■ Excerpted data:
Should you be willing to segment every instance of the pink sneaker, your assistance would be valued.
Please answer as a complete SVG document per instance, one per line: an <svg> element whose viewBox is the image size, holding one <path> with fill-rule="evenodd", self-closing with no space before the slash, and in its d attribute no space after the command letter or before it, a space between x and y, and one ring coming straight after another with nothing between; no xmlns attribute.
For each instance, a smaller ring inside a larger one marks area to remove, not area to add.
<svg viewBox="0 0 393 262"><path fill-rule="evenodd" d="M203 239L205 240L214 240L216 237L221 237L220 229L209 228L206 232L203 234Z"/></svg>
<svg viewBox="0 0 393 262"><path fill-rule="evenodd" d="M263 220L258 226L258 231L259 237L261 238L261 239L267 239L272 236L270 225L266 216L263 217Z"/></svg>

* * *

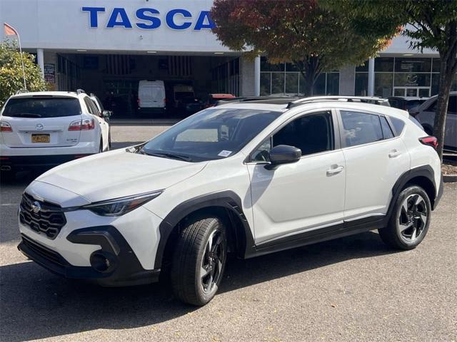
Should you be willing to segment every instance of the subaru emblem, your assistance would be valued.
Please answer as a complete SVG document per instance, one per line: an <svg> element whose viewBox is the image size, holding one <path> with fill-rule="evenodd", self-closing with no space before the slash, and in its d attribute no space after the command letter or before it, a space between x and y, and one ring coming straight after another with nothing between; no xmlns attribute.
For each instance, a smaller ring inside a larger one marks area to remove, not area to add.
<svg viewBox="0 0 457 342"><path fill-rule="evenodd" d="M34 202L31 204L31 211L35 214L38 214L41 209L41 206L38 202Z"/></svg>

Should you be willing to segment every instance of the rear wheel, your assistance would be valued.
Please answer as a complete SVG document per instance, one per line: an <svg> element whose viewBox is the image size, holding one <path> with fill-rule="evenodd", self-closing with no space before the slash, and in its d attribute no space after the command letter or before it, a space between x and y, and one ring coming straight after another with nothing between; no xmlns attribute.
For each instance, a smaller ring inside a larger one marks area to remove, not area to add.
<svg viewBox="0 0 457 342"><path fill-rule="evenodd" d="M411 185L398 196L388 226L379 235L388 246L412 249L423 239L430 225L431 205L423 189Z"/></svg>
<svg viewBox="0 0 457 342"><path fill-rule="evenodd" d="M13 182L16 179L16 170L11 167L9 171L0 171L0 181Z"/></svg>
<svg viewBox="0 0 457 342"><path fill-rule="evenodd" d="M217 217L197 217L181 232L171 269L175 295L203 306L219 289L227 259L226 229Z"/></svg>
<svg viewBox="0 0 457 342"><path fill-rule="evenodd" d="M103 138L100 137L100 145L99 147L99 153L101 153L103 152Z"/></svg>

==

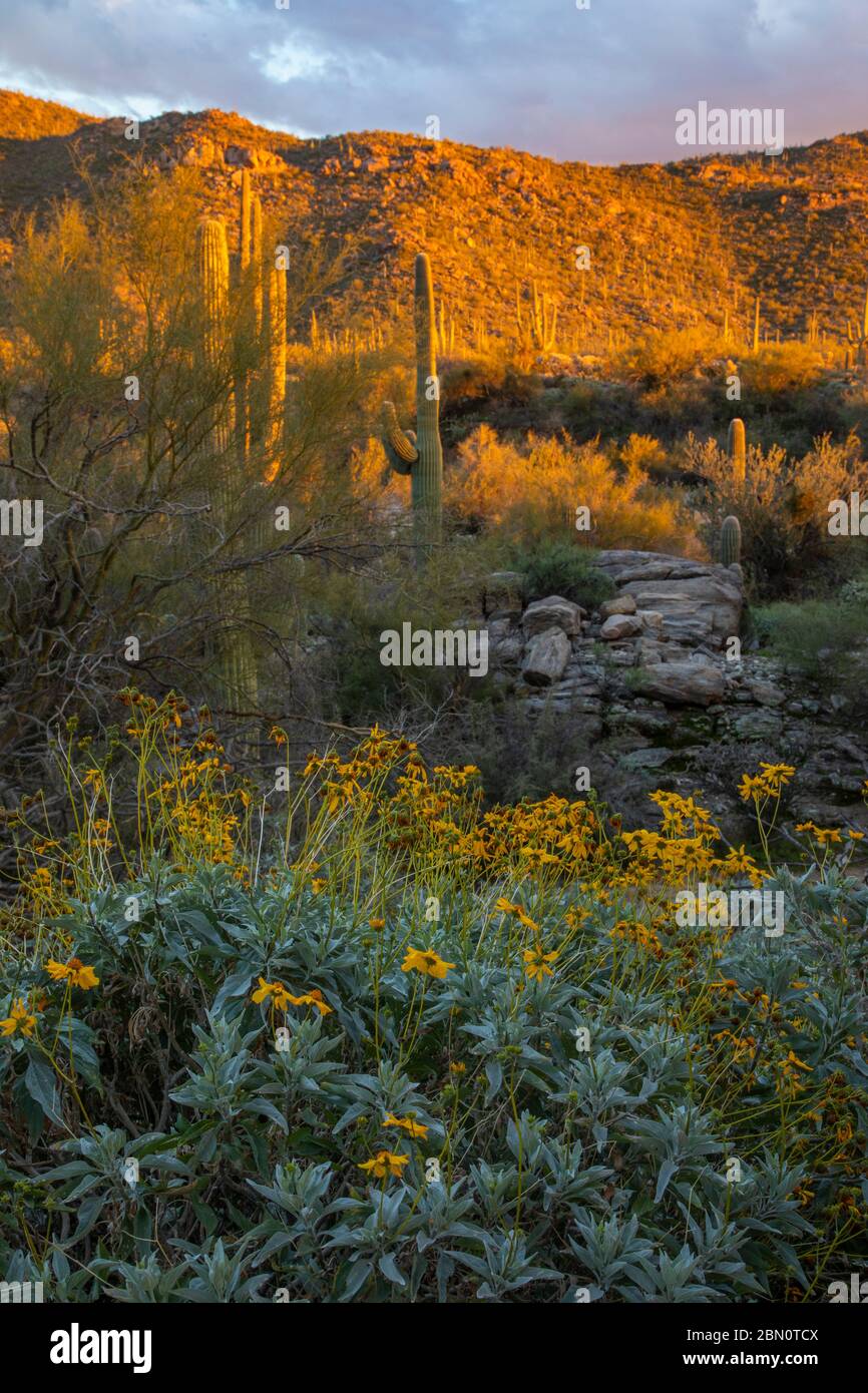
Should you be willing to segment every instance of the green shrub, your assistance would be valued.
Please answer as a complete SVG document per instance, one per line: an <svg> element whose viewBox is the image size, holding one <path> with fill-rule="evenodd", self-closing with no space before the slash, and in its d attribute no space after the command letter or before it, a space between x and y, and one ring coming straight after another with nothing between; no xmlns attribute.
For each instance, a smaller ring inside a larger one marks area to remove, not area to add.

■ Exercise aim:
Switch "pink sneaker" to "white sneaker" in the listing section that starts at the line containing "Should you be willing to segment every instance of the pink" and ends at the line containing "239L205 240L214 240L216", and return only those lines with nothing else changed.

■ Problem solution:
Should you be willing to segment every instance of the white sneaker, your assistance would be valued.
Please answer as a complete SVG document per instance, one per line: an <svg> element whose viewBox is the image size, holding one <path> with fill-rule="evenodd", self-closing with no space before the slash, and in its d attribute no space after the command letter or before it, a space between x and y, and one ring coming straight after another with nothing between; no xmlns attribute.
For each instance, a smaller ring inside a larger one marks area to remove, not area to add.
<svg viewBox="0 0 393 262"><path fill-rule="evenodd" d="M203 239L205 240L214 240L216 237L221 237L220 229L209 228L206 232L203 234Z"/></svg>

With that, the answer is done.